▶ _Problem statement_:
Pick out each of the lines below that contains the string "grape" and copy those lines.

Data lines:

--- begin ---

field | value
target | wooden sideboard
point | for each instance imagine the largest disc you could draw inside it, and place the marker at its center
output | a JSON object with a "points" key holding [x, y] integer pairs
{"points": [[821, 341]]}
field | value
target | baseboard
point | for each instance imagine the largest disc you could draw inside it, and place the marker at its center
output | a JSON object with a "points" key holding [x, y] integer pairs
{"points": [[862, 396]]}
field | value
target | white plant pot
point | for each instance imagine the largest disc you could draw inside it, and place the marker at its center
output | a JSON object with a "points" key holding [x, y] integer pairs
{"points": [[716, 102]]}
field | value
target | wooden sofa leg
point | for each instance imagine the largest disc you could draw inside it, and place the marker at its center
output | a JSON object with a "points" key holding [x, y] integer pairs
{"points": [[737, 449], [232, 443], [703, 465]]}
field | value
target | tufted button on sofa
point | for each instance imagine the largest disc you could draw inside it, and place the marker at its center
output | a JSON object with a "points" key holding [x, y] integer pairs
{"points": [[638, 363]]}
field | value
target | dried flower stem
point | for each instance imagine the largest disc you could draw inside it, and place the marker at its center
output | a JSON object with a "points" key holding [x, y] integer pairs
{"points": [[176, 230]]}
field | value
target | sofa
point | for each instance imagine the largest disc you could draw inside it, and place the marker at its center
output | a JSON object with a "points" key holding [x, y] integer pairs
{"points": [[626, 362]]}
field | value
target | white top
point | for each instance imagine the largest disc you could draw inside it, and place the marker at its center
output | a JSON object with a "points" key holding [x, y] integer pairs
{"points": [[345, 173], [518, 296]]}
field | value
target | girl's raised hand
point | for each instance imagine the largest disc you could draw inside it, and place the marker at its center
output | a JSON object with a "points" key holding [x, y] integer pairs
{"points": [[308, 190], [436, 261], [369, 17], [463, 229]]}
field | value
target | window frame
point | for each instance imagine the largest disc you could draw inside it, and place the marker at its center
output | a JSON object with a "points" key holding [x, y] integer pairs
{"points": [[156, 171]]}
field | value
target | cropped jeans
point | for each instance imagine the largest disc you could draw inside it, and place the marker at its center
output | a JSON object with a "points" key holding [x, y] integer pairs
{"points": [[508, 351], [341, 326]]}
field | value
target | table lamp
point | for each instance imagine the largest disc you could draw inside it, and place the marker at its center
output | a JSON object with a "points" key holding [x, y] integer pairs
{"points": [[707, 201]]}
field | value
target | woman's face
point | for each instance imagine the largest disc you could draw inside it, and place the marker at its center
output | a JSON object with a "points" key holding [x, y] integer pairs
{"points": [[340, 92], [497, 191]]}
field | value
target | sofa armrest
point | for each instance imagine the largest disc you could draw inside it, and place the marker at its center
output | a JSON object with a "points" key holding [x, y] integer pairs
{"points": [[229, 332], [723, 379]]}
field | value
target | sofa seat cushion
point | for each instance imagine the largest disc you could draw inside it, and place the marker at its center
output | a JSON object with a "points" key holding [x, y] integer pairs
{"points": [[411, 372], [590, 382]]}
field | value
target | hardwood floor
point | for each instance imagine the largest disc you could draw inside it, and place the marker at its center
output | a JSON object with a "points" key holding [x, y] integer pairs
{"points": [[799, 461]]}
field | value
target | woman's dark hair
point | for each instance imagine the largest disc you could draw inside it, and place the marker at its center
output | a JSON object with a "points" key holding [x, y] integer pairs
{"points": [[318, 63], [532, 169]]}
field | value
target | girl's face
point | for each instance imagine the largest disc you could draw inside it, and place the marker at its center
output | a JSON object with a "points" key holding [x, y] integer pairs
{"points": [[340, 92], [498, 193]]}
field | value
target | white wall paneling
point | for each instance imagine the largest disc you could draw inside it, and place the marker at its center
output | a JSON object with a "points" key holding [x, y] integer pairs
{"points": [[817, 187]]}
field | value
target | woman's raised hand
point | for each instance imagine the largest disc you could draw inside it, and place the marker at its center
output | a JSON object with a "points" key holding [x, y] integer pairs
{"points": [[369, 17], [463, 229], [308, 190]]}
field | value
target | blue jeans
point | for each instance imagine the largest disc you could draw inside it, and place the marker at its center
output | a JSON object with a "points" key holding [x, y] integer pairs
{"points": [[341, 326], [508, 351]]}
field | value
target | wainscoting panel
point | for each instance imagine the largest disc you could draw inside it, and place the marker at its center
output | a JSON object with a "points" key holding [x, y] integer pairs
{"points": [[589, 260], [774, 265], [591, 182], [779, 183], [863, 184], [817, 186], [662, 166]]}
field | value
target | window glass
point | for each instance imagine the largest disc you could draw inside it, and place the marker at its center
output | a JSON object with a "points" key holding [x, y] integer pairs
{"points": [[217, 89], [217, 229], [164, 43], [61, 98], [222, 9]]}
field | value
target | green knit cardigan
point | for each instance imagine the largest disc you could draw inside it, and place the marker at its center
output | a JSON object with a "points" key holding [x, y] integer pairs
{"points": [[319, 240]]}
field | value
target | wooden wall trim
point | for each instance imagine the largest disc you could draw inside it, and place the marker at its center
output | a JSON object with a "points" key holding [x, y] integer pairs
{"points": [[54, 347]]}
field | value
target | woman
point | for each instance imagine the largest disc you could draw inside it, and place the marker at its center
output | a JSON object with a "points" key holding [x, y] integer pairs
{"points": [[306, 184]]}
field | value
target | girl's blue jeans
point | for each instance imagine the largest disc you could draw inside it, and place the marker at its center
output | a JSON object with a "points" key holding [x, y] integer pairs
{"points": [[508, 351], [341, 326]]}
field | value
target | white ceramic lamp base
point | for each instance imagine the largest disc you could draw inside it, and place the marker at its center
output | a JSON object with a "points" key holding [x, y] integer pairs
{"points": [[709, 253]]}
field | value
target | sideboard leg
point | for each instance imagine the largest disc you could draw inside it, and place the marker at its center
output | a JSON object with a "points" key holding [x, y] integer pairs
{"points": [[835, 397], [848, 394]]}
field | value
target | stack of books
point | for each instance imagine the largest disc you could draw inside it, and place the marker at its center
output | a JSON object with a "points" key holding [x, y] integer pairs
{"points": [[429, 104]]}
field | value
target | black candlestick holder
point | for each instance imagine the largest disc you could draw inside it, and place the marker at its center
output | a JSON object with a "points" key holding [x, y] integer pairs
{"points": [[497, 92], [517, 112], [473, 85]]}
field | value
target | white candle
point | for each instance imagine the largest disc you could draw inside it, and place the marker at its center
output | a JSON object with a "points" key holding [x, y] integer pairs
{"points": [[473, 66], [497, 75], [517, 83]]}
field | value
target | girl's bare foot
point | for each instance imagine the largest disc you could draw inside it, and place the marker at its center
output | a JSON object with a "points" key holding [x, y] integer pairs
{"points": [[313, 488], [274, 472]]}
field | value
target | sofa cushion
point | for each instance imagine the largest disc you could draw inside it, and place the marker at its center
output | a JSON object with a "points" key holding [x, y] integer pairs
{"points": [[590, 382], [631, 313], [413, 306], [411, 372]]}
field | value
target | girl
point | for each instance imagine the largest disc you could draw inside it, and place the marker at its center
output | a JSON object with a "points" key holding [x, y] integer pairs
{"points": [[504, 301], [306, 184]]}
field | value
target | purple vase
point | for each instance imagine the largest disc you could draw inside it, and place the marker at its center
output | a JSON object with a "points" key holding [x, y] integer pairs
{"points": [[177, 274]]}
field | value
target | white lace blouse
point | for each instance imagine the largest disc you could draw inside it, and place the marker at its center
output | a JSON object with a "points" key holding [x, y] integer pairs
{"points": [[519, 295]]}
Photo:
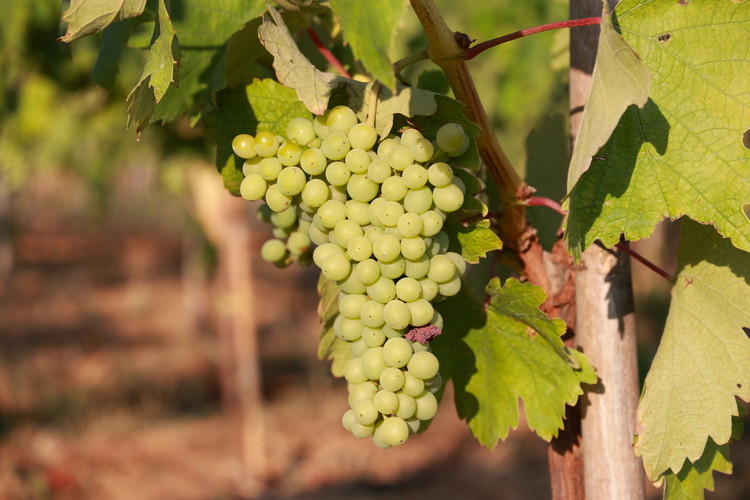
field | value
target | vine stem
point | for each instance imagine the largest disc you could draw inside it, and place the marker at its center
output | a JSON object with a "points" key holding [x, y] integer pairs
{"points": [[474, 51], [332, 59]]}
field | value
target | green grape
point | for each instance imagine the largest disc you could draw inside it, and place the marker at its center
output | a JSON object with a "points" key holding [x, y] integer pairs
{"points": [[394, 269], [413, 386], [289, 154], [397, 351], [448, 198], [392, 379], [399, 158], [373, 337], [345, 230], [368, 272], [386, 402], [442, 269], [253, 187], [350, 305], [422, 365], [276, 200], [363, 136], [341, 119], [366, 413], [358, 212], [313, 161], [383, 290], [335, 146], [410, 224], [432, 223], [361, 188], [359, 248], [418, 200], [273, 251], [440, 174], [362, 392], [331, 212], [413, 248], [300, 130], [430, 289], [408, 289], [417, 268], [386, 248], [450, 137], [243, 146], [336, 267], [266, 144], [291, 181], [415, 176], [373, 363], [357, 161], [390, 212], [371, 314], [422, 150], [337, 173], [407, 405], [421, 312], [315, 193], [270, 168], [379, 171]]}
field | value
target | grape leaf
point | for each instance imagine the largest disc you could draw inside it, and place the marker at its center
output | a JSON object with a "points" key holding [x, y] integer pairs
{"points": [[508, 351], [85, 17], [158, 73], [204, 28], [474, 240], [263, 105], [693, 479], [370, 32], [683, 153], [703, 360], [619, 80]]}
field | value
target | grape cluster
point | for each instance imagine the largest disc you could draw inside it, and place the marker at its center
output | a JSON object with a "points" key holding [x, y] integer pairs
{"points": [[374, 210]]}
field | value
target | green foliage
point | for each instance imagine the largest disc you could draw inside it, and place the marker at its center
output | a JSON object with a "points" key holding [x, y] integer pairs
{"points": [[506, 352], [703, 360], [665, 160], [370, 33]]}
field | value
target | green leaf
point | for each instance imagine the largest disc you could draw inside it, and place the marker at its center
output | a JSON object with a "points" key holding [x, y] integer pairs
{"points": [[85, 17], [693, 479], [619, 80], [508, 351], [204, 29], [474, 240], [263, 105], [158, 73], [370, 32], [683, 153], [703, 360]]}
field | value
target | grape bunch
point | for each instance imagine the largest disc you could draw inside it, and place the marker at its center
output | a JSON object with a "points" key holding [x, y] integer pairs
{"points": [[374, 212]]}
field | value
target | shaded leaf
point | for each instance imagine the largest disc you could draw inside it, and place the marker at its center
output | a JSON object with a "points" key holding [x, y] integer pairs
{"points": [[85, 17], [703, 360]]}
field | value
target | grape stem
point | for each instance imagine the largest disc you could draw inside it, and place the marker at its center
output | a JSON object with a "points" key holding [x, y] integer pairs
{"points": [[332, 60], [552, 204], [474, 51]]}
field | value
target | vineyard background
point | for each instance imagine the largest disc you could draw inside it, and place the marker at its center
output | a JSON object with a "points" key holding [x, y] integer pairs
{"points": [[109, 355]]}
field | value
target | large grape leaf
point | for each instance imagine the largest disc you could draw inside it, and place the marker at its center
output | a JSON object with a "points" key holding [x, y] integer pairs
{"points": [[703, 360], [263, 105], [158, 73], [370, 32], [505, 352], [85, 17], [683, 153]]}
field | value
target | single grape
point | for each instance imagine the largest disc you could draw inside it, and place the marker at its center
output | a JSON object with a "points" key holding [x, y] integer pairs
{"points": [[243, 146]]}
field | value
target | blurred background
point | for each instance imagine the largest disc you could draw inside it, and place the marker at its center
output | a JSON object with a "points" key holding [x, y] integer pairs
{"points": [[145, 349]]}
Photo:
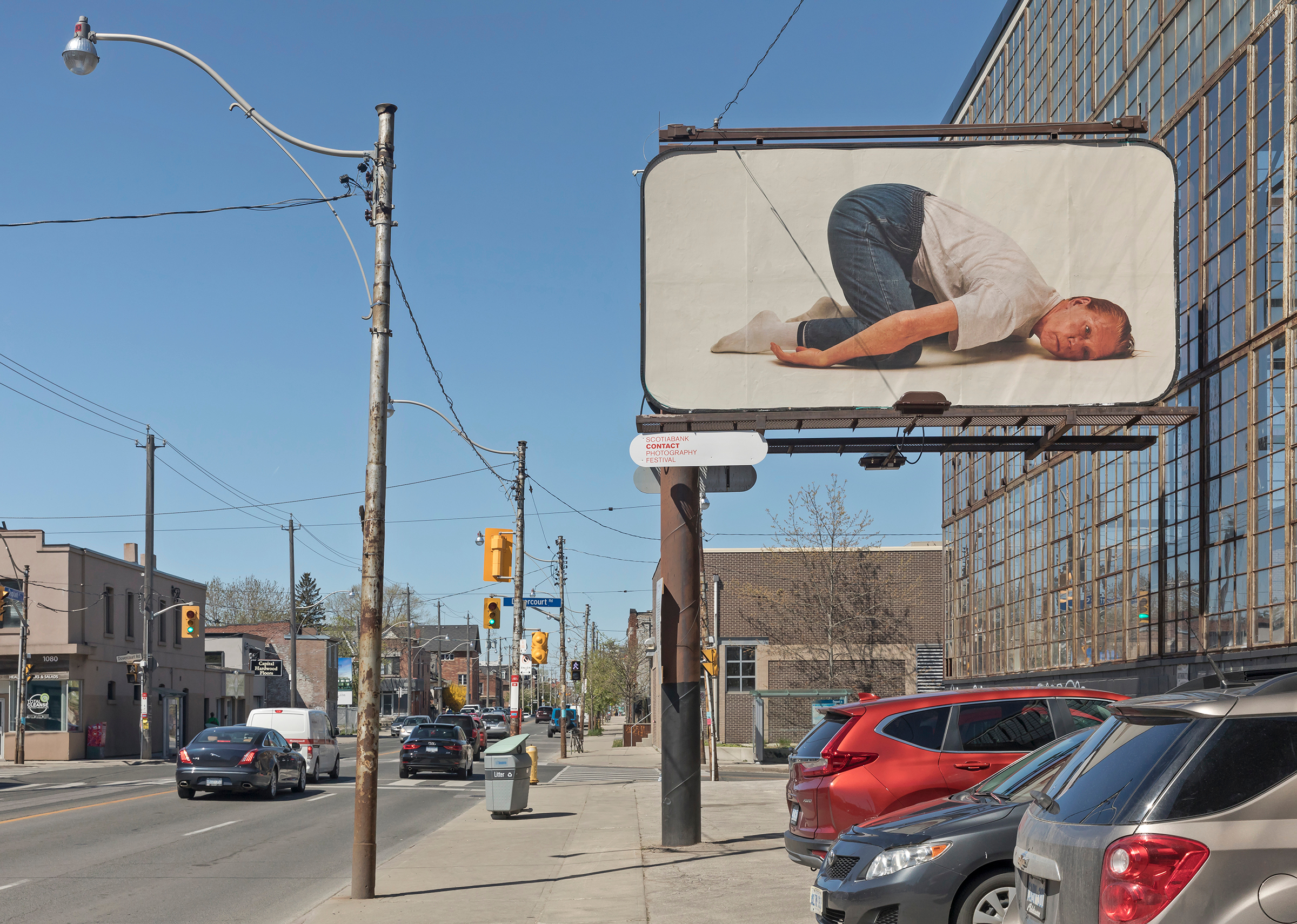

--- end ---

▶ _Exercise output_:
target | green grape
target | grape leaf
target | grape cluster
target | grape bunch
target | grape stem
target | large grape leaf
target | single grape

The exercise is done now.